TASK: According to the passage on the history of tobacco, who was the French ambassador to Portugal who introduced tobacco to France?

EXTRACTED TEXT:
━━━━━━━━

Tobacco was one of the precious gifts the indigenous people of the Antille Islands presented to Christopher Columbus when he landed in the Caribbean in 1492. Cultivated by the Mayan Empire as a highly prized medicinal plant, tobacco had traveled from Mexico south to the Caribbean where it came to the attention of Columbus and his men. According to legend, one of Columbus' sailors rolled the dried whole leaves into a cylinder, lighted one end and inhaled the smoke. Delighting in the sensation, he inadvertently created a crude prototype of the cigar, which recently has been re-marketed into a trendy luxury item.
By 1560, tobacco was known throughout Europe as a medicinal plant thanks to Jean Nicot, the French ambassador to Portugal. Nicot was enamored both with the plant's flower, which he wore as a boutonniere, and its medicinal properties. For a time tobacco was known as "Nicotina" in honor of Nicot who introduced it to France, but the name "tobacco" eventually prevailed as the world1s largest producer became the island of Tobago, the Caribbean's southernmost island above the Port of Spain off Venezuela.

━━━━━━━━

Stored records
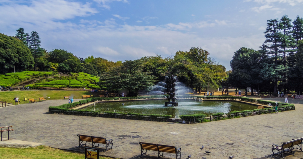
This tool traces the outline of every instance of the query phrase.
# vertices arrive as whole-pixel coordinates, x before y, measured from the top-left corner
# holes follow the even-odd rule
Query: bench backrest
[[[177,148],[175,146],[159,144],[157,144],[157,145],[159,151],[176,153]]]
[[[84,141],[92,142],[92,137],[89,136],[83,135],[77,135],[79,137],[79,139],[80,141]]]
[[[158,146],[157,144],[141,142],[139,143],[140,144],[141,146],[141,149],[153,151],[158,151]]]
[[[92,138],[93,142],[100,144],[106,144],[106,139],[104,137],[92,136]]]
[[[303,137],[299,138],[295,140],[294,139],[293,140],[295,140],[295,142],[294,142],[293,145],[298,145],[299,144],[301,144],[301,143],[302,143],[302,141],[303,140]]]
[[[292,146],[292,144],[295,140],[290,141],[282,143],[282,149],[284,149],[286,148],[288,148],[291,147]]]

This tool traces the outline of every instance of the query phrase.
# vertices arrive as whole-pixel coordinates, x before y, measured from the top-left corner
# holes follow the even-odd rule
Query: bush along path
[[[184,98],[190,98],[191,96],[184,96]],[[211,97],[213,98],[218,97]],[[86,100],[82,100],[73,103],[64,104],[56,107],[49,107],[48,108],[48,113],[54,114],[65,114],[75,115],[97,116],[106,118],[120,118],[125,119],[155,121],[166,121],[174,122],[182,122],[187,124],[194,124],[204,122],[208,122],[221,120],[236,118],[251,115],[260,115],[275,112],[274,108],[265,109],[255,109],[253,110],[245,110],[241,111],[233,111],[225,114],[221,113],[216,113],[210,117],[207,117],[204,114],[198,114],[193,115],[181,115],[181,119],[172,119],[170,118],[171,115],[157,114],[144,114],[125,113],[121,112],[104,112],[97,111],[90,111],[86,110],[77,110],[71,109],[78,105],[85,104],[90,102],[102,101],[116,101],[118,100],[128,100],[132,99],[156,99],[163,98],[163,96],[154,96],[148,97],[122,97],[115,98],[91,98]],[[271,103],[274,105],[275,103],[272,101],[262,100],[256,100],[255,99],[250,98],[246,97],[219,97],[220,99],[235,100],[238,99],[241,101],[247,101],[262,104],[268,104]],[[281,103],[282,107],[279,109],[279,111],[292,110],[295,110],[295,105],[292,104]]]

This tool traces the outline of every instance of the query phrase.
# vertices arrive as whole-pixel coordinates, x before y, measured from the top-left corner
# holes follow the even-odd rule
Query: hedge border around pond
[[[90,102],[97,101],[110,101],[121,100],[131,100],[134,99],[160,99],[163,98],[163,95],[152,96],[146,97],[115,97],[114,98],[90,98],[82,100],[79,101],[75,102],[73,103],[65,104],[57,106],[51,106],[48,107],[48,113],[51,114],[58,114],[67,115],[76,115],[99,116],[99,114],[101,113],[100,111],[90,111],[86,110],[70,109],[69,108],[74,107],[78,105],[83,104]],[[190,98],[196,97],[197,98],[205,98],[204,96],[183,96],[181,98]],[[275,102],[265,101],[263,100],[257,100],[255,99],[250,98],[241,97],[207,97],[205,99],[225,99],[229,100],[235,100],[238,99],[241,101],[253,103],[254,103],[267,105],[271,103],[272,105],[275,104]],[[279,108],[279,111],[284,111],[295,110],[295,105],[292,104],[288,103],[281,103],[282,108]],[[265,109],[255,109],[253,110],[245,110],[242,111],[233,111],[228,113],[225,114],[223,113],[219,113],[214,114],[211,116],[210,119],[207,117],[207,115],[204,114],[196,114],[192,115],[180,115],[181,119],[185,120],[186,123],[188,124],[192,123],[200,123],[207,122],[212,121],[220,120],[231,118],[235,118],[244,117],[251,115],[253,114],[264,114],[271,113],[274,111],[273,108]],[[137,120],[148,120],[149,121],[168,121],[168,118],[171,117],[171,116],[167,115],[161,115],[158,114],[146,114],[135,113],[124,113],[121,112],[103,112],[104,117],[116,118],[124,118]],[[117,116],[118,115],[118,117]],[[226,118],[225,118],[226,116]],[[212,118],[212,119],[211,118]]]

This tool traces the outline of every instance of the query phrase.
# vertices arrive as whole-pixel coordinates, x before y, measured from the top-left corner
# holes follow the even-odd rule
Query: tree
[[[126,60],[121,66],[102,75],[98,84],[110,91],[126,89],[131,94],[137,94],[138,91],[149,88],[156,81],[155,76],[142,72],[142,64],[140,60]]]
[[[293,52],[293,48],[295,46],[295,40],[292,35],[292,25],[291,20],[288,16],[284,15],[282,16],[279,24],[280,34],[280,52],[283,55],[282,61],[283,66],[286,69],[286,55],[290,52]],[[283,74],[283,83],[284,92],[286,92],[286,72]]]
[[[279,48],[280,46],[280,34],[279,31],[279,22],[278,19],[267,21],[267,27],[264,32],[265,41],[262,44],[261,48],[268,56],[270,65],[264,66],[265,69],[261,71],[263,73],[263,78],[265,79],[272,80],[274,83],[273,93],[277,94],[278,81],[281,79],[281,75],[283,73],[281,71],[284,70],[284,68],[280,67],[281,64],[278,63],[278,60],[281,61],[278,57]],[[273,63],[271,62],[273,62]],[[277,71],[275,71],[276,70]],[[268,71],[275,72],[268,72]]]
[[[74,55],[67,51],[62,49],[53,49],[48,53],[48,61],[54,63],[61,64],[72,58]]]
[[[247,48],[241,48],[235,52],[230,62],[232,71],[229,74],[229,83],[241,89],[258,87],[262,82],[260,73],[262,57],[259,51]]]
[[[34,66],[30,51],[23,41],[0,33],[0,73],[28,70]]]
[[[293,23],[293,36],[298,42],[303,39],[303,18],[298,16]]]
[[[16,31],[16,37],[17,38],[23,41],[25,45],[27,46],[27,43],[26,41],[26,35],[24,33],[24,29],[20,28]]]

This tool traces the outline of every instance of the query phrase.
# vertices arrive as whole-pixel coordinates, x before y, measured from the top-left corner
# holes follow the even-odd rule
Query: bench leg
[[[141,157],[142,157],[142,155],[144,154],[146,154],[146,152],[147,152],[147,150],[146,150],[145,151],[145,153],[143,153],[143,152],[144,151],[144,149],[141,149]]]
[[[161,154],[161,151],[160,151],[160,152],[158,151],[158,158],[160,158],[161,157],[163,157],[163,153],[164,153],[164,152],[162,152],[162,155],[160,155],[159,156],[159,155],[160,155],[160,154]]]
[[[110,145],[110,144],[112,145],[112,147],[111,147],[111,148],[108,148],[108,147],[109,147],[108,146],[109,145]],[[107,151],[107,150],[108,150],[108,149],[109,149],[110,148],[111,149],[112,149],[112,149],[113,149],[113,145],[112,143],[110,143],[108,145],[106,145],[106,144],[105,144],[105,145],[106,145],[106,146],[105,146],[105,152],[106,152],[106,151]]]
[[[179,156],[179,154],[180,154],[180,157],[179,158],[180,159],[181,159],[181,152],[180,152],[179,153],[176,154],[176,159],[178,159],[178,156]]]

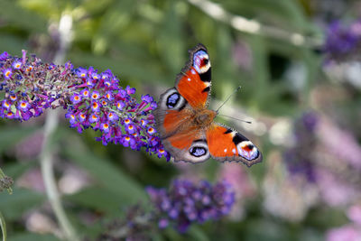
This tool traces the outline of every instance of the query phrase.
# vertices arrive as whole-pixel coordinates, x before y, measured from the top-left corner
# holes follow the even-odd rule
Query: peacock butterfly
[[[174,161],[242,162],[248,167],[262,161],[261,152],[245,136],[214,122],[218,112],[208,109],[211,86],[209,55],[199,43],[177,75],[175,87],[160,97],[154,110],[156,127]]]

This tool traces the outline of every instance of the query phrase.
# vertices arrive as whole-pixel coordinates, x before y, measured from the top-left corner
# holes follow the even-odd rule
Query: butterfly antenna
[[[188,78],[190,78],[190,76],[189,76],[187,73],[185,73],[185,72],[183,72],[183,71],[180,71],[180,73],[181,73],[182,75],[187,76]]]
[[[219,109],[231,98],[233,95],[235,95],[239,89],[241,89],[241,86],[239,86],[235,91],[233,91],[232,94],[229,95],[229,97],[220,105],[220,107],[216,110],[217,114],[218,113]]]
[[[242,121],[242,122],[245,122],[245,123],[247,123],[247,124],[252,124],[252,121],[241,120],[241,119],[237,119],[237,118],[235,118],[235,117],[232,117],[232,116],[225,116],[225,115],[218,115],[218,116],[225,116],[225,117],[227,117],[227,118],[234,119],[234,120]]]

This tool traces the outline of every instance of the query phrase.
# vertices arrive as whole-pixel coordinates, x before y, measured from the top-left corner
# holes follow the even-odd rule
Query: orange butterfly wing
[[[213,157],[247,166],[261,162],[261,153],[241,134],[219,124],[207,128],[194,124],[194,115],[204,113],[208,106],[210,69],[207,49],[199,43],[190,51],[190,60],[177,76],[175,88],[161,95],[154,116],[165,149],[174,161],[200,162]]]
[[[207,48],[190,51],[190,60],[176,78],[175,88],[193,108],[205,108],[210,91],[211,70]]]
[[[262,162],[262,153],[245,136],[220,124],[207,130],[210,155],[221,162],[238,161],[248,167]]]
[[[156,128],[175,161],[199,162],[210,157],[204,131],[193,125],[194,111],[205,109],[210,91],[210,61],[207,48],[198,44],[177,76],[175,88],[165,91],[154,111]]]

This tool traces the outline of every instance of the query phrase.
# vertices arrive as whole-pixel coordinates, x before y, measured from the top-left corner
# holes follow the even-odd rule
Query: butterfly
[[[156,128],[175,162],[198,163],[215,160],[242,162],[248,167],[262,161],[262,153],[245,136],[214,121],[208,109],[211,67],[207,48],[199,43],[177,75],[175,87],[161,95],[154,110]]]

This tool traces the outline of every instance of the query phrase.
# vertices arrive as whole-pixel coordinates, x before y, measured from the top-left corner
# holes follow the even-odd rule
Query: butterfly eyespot
[[[193,66],[199,74],[206,73],[210,68],[209,56],[204,51],[199,51],[194,54]]]
[[[161,97],[159,106],[163,108],[172,110],[181,110],[186,107],[187,101],[177,91],[177,89],[168,89]]]
[[[239,143],[236,148],[238,154],[248,161],[255,160],[259,156],[258,149],[250,141]]]
[[[190,153],[195,157],[200,157],[207,154],[207,150],[204,147],[195,146],[190,149]]]
[[[177,106],[178,101],[180,101],[180,94],[178,93],[171,94],[167,98],[168,107],[173,108],[175,106]]]

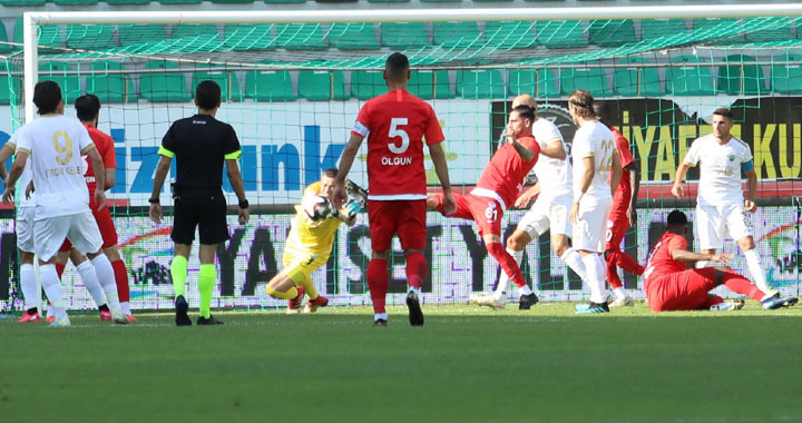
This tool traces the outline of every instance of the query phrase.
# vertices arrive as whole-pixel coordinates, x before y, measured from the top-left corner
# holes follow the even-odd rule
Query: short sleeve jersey
[[[23,135],[23,131],[27,129],[27,126],[23,126],[11,136],[11,138],[6,141],[9,147],[17,149],[17,140],[21,138]],[[30,198],[26,198],[25,191],[26,187],[28,187],[28,184],[30,184],[31,178],[33,177],[33,173],[31,170],[31,163],[33,160],[28,159],[26,161],[26,167],[22,169],[22,176],[20,176],[19,180],[17,181],[17,191],[14,193],[16,203],[19,207],[36,207],[36,191],[31,193]]]
[[[538,145],[535,137],[522,136],[517,138],[518,144],[535,151],[535,158],[531,161],[525,161],[520,157],[515,147],[510,144],[505,142],[490,159],[490,163],[485,167],[477,188],[488,189],[496,193],[501,200],[503,200],[505,207],[510,207],[515,204],[516,198],[524,188],[524,178],[535,167],[540,156],[540,146]]]
[[[423,139],[428,146],[446,139],[428,102],[389,91],[362,106],[352,134],[368,137],[370,199],[427,198]]]
[[[87,129],[87,132],[89,132],[89,138],[91,138],[92,142],[95,142],[95,148],[97,148],[98,153],[100,154],[104,167],[107,169],[116,168],[117,159],[115,157],[114,139],[91,125],[84,125],[84,127]],[[91,199],[91,196],[95,194],[95,187],[97,186],[97,184],[95,183],[95,169],[92,169],[91,160],[89,160],[88,157],[86,159],[86,166],[87,170],[85,176],[87,177],[87,186],[89,186],[89,198]]]
[[[321,183],[316,181],[304,189],[304,199],[320,194]],[[301,200],[303,203],[303,199]],[[331,252],[334,234],[342,220],[339,217],[326,217],[312,220],[301,205],[295,206],[295,219],[287,236],[287,246],[296,246],[312,253]]]
[[[36,219],[89,212],[82,155],[95,145],[84,125],[62,115],[28,124],[17,153],[28,153],[36,187]]]
[[[579,198],[579,189],[585,166],[583,159],[593,157],[596,164],[590,187],[585,193],[589,198],[612,198],[609,191],[609,171],[613,168],[613,155],[617,154],[613,132],[602,122],[586,121],[574,135],[574,198]]]
[[[648,279],[653,276],[664,276],[685,270],[685,264],[672,257],[672,252],[677,248],[687,249],[687,240],[685,237],[671,232],[663,234],[649,254],[646,270],[644,272],[646,283],[648,283]]]
[[[685,164],[700,165],[700,205],[743,204],[741,165],[752,160],[752,150],[740,138],[720,145],[713,134],[697,138],[685,155]]]
[[[610,132],[616,141],[616,149],[618,150],[618,159],[620,159],[622,169],[635,163],[635,158],[632,157],[632,150],[629,149],[629,141],[624,138],[622,132],[609,127]],[[613,177],[613,169],[610,169],[610,178]],[[622,179],[616,188],[615,196],[617,198],[624,198],[627,201],[632,198],[632,185],[629,184],[629,173],[622,171]]]
[[[563,134],[550,120],[537,118],[532,125],[532,136],[537,139],[541,150],[555,139],[559,139],[563,142],[563,149],[568,153]],[[540,181],[540,198],[555,198],[571,194],[571,166],[567,155],[561,160],[540,155],[535,165],[535,175]]]
[[[239,140],[234,128],[208,115],[176,120],[162,139],[159,155],[175,157],[176,185],[192,189],[223,186],[223,165],[238,159]]]

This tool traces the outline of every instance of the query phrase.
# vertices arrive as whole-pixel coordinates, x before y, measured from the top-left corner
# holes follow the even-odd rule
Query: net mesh
[[[280,302],[256,287],[282,267],[292,205],[323,169],[338,165],[360,106],[387,89],[381,69],[392,51],[410,58],[410,91],[430,101],[441,119],[451,180],[461,191],[478,180],[495,151],[512,97],[535,96],[539,116],[557,124],[568,142],[575,126],[567,116],[567,96],[581,88],[608,101],[613,125],[630,141],[639,168],[638,219],[624,249],[640,264],[667,212],[681,207],[693,219],[694,197],[673,198],[668,183],[689,142],[711,131],[712,110],[731,107],[736,116],[733,132],[752,147],[761,179],[761,210],[751,222],[770,282],[799,294],[800,205],[792,198],[801,187],[802,167],[799,22],[798,17],[762,17],[41,26],[38,66],[40,80],[59,82],[68,105],[88,92],[104,104],[100,128],[115,138],[118,155],[110,197],[135,308],[172,306],[169,219],[166,226],[150,225],[146,199],[160,139],[174,120],[195,112],[197,82],[212,79],[223,89],[217,117],[237,130],[245,189],[260,213],[245,228],[232,219],[233,239],[218,254],[221,296],[215,301],[221,306],[273,307]],[[25,107],[20,40],[0,42],[0,104],[9,105],[11,129],[20,125]],[[368,186],[364,151],[351,177]],[[696,177],[692,170],[689,179]],[[437,187],[430,165],[428,181]],[[227,181],[225,189],[229,204],[235,203]],[[168,198],[166,189],[163,203]],[[505,236],[522,214],[507,213]],[[332,258],[314,276],[333,304],[370,303],[365,220],[340,229]],[[463,302],[471,292],[490,289],[499,269],[476,228],[436,214],[429,220],[431,272],[424,301]],[[13,232],[12,223],[6,226]],[[403,258],[400,246],[394,249],[390,302],[402,303]],[[735,243],[725,252],[737,253]],[[18,273],[16,256],[4,250],[7,256],[3,263],[11,272],[0,295],[11,293],[6,307],[13,307],[19,305]],[[190,284],[197,266],[190,262]],[[587,296],[578,277],[550,253],[548,234],[527,247],[521,267],[546,299]],[[741,258],[734,267],[749,275]],[[642,282],[623,276],[634,296],[642,296]],[[89,304],[80,287],[70,295],[74,306]]]

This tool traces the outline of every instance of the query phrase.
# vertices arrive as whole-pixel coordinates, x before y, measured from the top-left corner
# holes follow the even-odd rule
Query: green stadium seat
[[[802,56],[783,55],[772,66],[771,90],[774,94],[802,94]]]
[[[607,83],[607,72],[604,68],[579,67],[560,69],[559,75],[560,92],[564,96],[569,96],[576,89],[589,91],[595,98],[609,97],[613,94],[609,89],[609,85]]]
[[[68,24],[67,47],[82,50],[106,49],[115,45],[110,24]]]
[[[280,23],[276,42],[287,50],[325,50],[329,45],[320,23]]]
[[[373,23],[332,23],[329,39],[340,50],[373,50],[379,48]]]
[[[678,56],[666,69],[666,92],[675,96],[712,96],[713,76],[708,67],[696,66],[695,56]]]
[[[164,41],[167,39],[167,31],[163,24],[120,24],[117,26],[117,29],[119,31],[120,46],[148,41]]]
[[[644,19],[640,21],[640,39],[685,36],[685,19]]]
[[[74,70],[63,62],[49,62],[39,66],[39,80],[53,81],[61,88],[61,97],[66,104],[72,104],[76,98],[80,97],[80,77],[78,75],[68,75],[67,71]],[[45,73],[41,73],[41,72]]]
[[[417,49],[429,46],[423,22],[382,22],[382,46],[393,50]]]
[[[424,100],[453,98],[448,70],[413,70],[408,83],[410,94]]]
[[[149,61],[145,69],[178,69],[172,61]],[[143,73],[139,78],[139,96],[151,102],[187,102],[192,96],[182,72]]]
[[[128,73],[109,73],[109,70],[123,70],[123,63],[99,61],[91,66],[87,75],[86,94],[94,94],[101,104],[136,101],[134,81]]]
[[[344,100],[345,77],[342,71],[299,71],[299,97],[310,101]]]
[[[382,72],[354,70],[351,72],[351,95],[360,100],[369,100],[387,92],[387,82]]]
[[[487,22],[485,38],[487,45],[498,49],[522,49],[536,42],[532,29],[535,22]]]
[[[294,101],[297,96],[286,70],[252,70],[245,73],[245,97],[257,101]]]
[[[442,48],[481,48],[479,26],[476,22],[434,22],[434,45]]]
[[[618,60],[618,63],[633,63],[632,67],[616,68],[613,76],[613,92],[622,97],[659,97],[663,96],[661,89],[659,75],[657,68],[642,67],[639,63],[648,61],[628,57]]]
[[[226,24],[223,46],[234,51],[275,50],[273,24]]]
[[[733,63],[718,67],[718,92],[733,96],[767,94],[763,81],[763,68],[754,65],[755,59],[745,55],[732,55],[724,58]]]
[[[189,86],[190,90],[195,92],[195,87],[205,80],[212,80],[217,82],[221,87],[221,98],[223,101],[242,101],[243,94],[239,89],[239,82],[237,81],[236,73],[227,71],[224,68],[217,68],[206,65],[197,65],[197,68],[208,68],[206,71],[193,72],[193,83]]]
[[[587,47],[583,22],[578,20],[537,22],[537,42],[550,49]]]
[[[467,99],[507,98],[507,87],[498,69],[458,70],[457,96]]]
[[[599,47],[618,47],[635,42],[635,24],[632,19],[591,20],[588,41]]]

━━━━━━━━

SOLUTION TO THIS PROBLEM: Jean Nicot.